§ **Excerpted text**
## begin

If you just care to look up, the sky's teeming with stars, constellations and planets that are waiting to be explored.
All of us have stopped and stared at one point or another at the night sky. Deep purple or midnight blue, pitch black or wicked grey, the multitude of stars and the clear moon has left generations of men awestruck at Nature's beauty. Yet, how many of us know what a nebula is? Or how to judge the age of a star? Do we know all our constellations off the top or our head? How many of us take the sky seriously and perhaps even own a telescope? Or is it just something we do when we are ‘stressed' or ‘overwhelmed' with the worldly happenings on planet Earth?
The Birla Planetarium is a storehouse of resources — technology to help the common man decipher the skies and the manpower to explain every little step to you along the way. Extremely affordable and accessible, it is perhaps the city's greatest weapon in its attempts to understand what happens once the sun goes down and the birds fly back to their nests. We caught up with Dr. P Iyamperumal, Executive Director of the planetarium and he unravelled the mysteries of the skies for us. For the amateur astronomer as well as the aspiring, for the newly inducted as well as for the experienced, here is a quick guide to the sky – what was, what is and what is going to be.
What are the important events of the year gone by?
Last year saw two solar eclipses and two lunar eclipses, meteor showers and a Sun spot cycle. There was also a super moon where the moon appears to be bigger to the naked eye.
How aware is the youth about the sky and astronomy as both a science and a hobby?
The public in general and the youth in particular are not very aware of what the sky has to offer. To bridge this gap between availability of knowledge and interest to pursue it, we conduct courses for the public on weekends as well as camps during the holidays. This way, a few more people know what lies above them.
Tell us some simple steps to stargazing.

## end

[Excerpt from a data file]
## begin

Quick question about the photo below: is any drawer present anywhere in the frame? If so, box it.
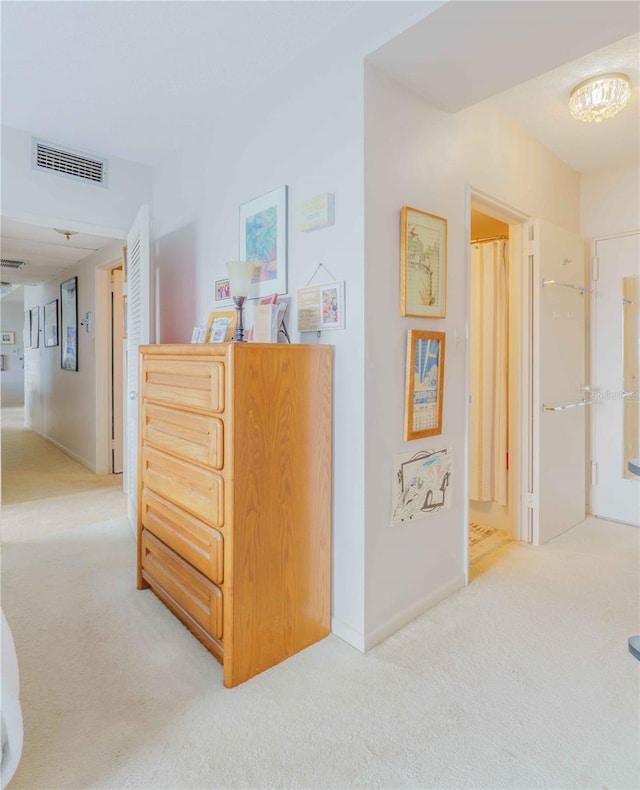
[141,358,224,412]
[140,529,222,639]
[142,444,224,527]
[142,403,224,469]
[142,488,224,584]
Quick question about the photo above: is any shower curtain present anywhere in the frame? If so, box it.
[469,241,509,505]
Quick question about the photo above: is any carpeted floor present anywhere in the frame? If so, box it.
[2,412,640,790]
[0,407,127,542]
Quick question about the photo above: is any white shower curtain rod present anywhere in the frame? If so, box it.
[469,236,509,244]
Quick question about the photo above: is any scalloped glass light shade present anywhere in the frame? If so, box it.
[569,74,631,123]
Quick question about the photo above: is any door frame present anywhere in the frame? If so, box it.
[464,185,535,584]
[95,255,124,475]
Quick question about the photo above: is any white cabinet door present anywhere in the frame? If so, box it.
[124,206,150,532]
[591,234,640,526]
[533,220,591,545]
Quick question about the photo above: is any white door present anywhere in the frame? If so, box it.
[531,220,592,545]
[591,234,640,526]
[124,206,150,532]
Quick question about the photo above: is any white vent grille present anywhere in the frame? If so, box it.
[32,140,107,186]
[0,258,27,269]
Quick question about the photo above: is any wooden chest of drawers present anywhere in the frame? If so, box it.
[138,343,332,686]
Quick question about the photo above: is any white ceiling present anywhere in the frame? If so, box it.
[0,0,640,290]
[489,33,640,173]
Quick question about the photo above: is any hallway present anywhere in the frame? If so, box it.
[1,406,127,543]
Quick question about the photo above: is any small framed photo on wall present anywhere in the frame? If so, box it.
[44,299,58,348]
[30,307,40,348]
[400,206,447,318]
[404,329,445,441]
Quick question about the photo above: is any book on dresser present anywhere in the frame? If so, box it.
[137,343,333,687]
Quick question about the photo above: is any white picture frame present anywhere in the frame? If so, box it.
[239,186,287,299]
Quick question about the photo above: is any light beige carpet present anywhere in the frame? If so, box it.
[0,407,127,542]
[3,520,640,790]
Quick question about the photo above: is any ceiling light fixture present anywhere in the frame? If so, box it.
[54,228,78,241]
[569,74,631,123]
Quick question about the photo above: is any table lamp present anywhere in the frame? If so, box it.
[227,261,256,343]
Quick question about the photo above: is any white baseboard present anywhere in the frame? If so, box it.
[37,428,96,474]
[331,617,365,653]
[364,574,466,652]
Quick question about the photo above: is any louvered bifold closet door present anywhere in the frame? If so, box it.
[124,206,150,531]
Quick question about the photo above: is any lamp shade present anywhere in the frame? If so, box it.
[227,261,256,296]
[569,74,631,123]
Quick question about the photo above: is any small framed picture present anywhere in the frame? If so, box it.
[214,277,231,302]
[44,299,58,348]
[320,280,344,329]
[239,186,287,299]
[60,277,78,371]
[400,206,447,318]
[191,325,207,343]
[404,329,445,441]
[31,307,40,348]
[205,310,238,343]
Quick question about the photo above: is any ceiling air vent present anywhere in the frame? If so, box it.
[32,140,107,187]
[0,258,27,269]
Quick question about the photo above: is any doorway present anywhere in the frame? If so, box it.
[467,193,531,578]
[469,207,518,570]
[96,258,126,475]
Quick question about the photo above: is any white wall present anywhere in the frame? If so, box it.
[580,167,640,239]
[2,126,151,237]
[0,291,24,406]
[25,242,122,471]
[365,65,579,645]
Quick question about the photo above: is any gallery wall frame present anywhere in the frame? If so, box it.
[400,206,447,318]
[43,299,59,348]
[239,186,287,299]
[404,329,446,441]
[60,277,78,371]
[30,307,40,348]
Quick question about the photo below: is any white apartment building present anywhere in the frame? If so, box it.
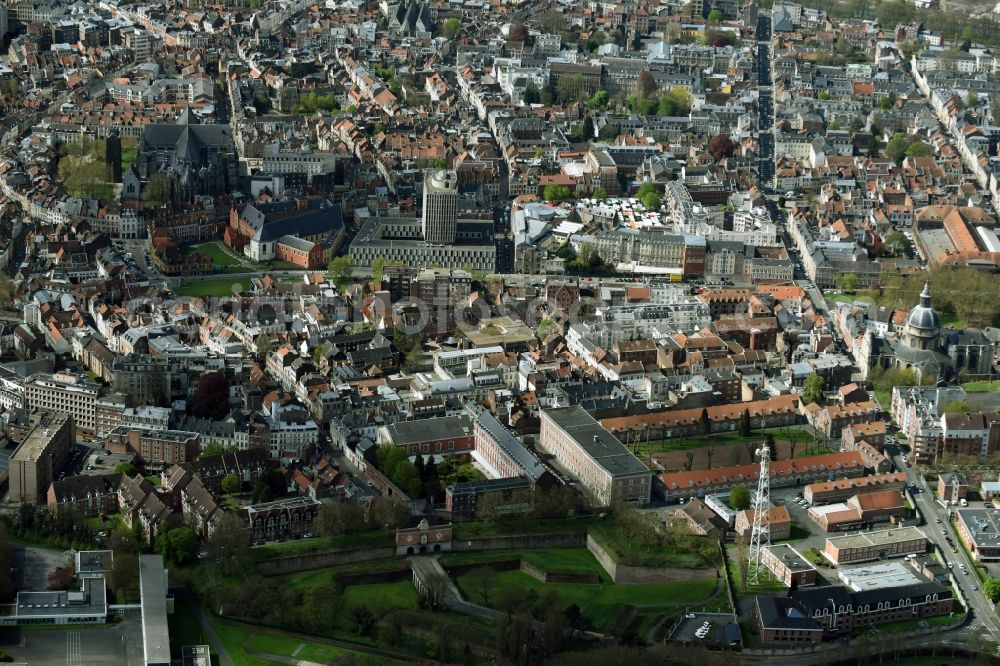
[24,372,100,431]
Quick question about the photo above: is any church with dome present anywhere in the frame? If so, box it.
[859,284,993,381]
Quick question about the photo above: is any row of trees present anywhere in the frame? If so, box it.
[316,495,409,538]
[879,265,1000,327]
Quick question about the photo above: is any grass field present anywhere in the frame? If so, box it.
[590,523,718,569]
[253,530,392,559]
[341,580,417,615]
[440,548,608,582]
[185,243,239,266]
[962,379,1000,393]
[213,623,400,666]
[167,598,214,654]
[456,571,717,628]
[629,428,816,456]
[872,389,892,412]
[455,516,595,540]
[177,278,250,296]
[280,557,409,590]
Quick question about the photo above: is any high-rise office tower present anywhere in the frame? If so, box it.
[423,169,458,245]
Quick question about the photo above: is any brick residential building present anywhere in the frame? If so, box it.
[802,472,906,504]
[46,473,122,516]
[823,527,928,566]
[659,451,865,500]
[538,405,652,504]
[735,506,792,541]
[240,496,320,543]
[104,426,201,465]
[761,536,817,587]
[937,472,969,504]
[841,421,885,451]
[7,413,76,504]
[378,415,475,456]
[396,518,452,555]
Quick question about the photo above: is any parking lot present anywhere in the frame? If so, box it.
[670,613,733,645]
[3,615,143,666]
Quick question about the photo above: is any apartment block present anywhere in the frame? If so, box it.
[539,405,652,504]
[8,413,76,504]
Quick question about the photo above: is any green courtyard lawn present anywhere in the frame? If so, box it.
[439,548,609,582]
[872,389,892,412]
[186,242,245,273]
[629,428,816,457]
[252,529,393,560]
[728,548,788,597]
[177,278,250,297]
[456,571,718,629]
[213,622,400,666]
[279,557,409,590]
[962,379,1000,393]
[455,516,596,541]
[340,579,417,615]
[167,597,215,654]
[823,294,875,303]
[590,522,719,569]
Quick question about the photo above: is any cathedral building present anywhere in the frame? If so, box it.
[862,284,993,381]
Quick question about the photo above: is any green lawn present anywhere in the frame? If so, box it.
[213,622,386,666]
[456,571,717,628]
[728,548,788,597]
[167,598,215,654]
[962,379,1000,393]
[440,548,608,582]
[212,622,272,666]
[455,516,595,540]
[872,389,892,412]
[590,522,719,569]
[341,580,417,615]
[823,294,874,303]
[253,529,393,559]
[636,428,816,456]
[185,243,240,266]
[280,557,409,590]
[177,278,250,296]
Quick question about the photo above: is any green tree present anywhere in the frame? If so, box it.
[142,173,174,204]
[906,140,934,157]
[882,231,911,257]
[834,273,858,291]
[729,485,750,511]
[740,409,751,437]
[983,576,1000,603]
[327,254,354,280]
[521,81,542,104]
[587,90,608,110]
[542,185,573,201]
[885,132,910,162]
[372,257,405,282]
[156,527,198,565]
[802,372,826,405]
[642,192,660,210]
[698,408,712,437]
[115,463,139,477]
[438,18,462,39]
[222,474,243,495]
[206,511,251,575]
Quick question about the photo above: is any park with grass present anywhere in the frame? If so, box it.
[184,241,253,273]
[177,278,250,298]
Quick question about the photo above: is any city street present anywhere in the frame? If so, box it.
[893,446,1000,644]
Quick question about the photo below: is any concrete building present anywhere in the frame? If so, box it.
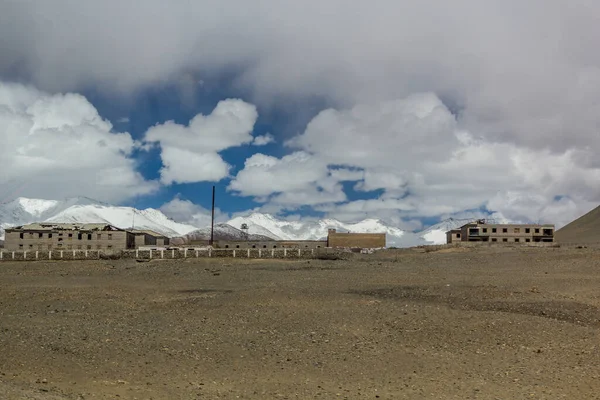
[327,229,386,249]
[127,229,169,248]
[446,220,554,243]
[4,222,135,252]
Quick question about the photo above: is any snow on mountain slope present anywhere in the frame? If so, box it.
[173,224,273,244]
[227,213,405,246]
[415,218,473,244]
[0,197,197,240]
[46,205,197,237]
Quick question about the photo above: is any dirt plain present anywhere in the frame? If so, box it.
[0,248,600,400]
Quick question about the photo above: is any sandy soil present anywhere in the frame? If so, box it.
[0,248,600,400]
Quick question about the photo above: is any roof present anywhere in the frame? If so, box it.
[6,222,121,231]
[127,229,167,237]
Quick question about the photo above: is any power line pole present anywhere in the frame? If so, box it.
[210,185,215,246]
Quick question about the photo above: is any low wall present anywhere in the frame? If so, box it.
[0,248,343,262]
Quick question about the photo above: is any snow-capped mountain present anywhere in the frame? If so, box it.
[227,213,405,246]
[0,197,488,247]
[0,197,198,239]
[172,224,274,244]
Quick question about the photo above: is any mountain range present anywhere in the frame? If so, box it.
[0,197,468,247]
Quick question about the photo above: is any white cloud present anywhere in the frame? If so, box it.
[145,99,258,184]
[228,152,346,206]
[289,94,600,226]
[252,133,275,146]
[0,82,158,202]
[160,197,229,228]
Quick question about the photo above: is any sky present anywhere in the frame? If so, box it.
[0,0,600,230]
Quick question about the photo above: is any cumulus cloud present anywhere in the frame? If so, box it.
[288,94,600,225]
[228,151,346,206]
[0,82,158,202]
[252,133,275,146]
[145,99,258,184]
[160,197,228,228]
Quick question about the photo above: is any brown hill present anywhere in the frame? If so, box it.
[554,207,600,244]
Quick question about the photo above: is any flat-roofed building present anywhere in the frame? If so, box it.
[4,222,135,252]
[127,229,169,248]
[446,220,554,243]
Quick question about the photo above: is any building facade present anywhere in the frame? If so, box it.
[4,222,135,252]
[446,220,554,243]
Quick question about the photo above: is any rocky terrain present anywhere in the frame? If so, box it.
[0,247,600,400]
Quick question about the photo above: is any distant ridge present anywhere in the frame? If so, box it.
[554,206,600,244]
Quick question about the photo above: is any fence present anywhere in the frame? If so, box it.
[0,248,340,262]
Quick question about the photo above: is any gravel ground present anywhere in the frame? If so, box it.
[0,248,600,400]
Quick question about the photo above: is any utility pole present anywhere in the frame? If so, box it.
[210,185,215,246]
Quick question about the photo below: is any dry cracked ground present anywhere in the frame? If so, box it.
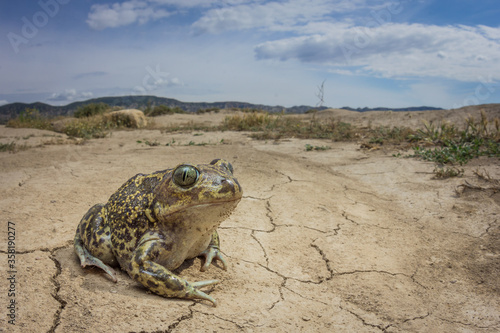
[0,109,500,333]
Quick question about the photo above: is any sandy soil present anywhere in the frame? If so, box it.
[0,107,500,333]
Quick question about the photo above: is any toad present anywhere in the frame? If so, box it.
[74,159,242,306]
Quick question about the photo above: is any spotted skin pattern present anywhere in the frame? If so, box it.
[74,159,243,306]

## end

§ **Instruction**
In two sentences, summarize the piece on the Birla Planetarium. The listing was taken from a separate source.

§ **Full answer**
The Birla Planetarium offers affordable, accessible technology and staff to help ordinary people understand the night sky, and its Executive Director, Dr. P Iyamperumal, says last year brought two solar eclipses, two lunar eclipses, meteor showers, a Sun spot cycle and a super moon. He adds that the public, and young people in particular, know little about what the sky has to offer, so the planetarium runs weekend courses and holiday camps to close that gap.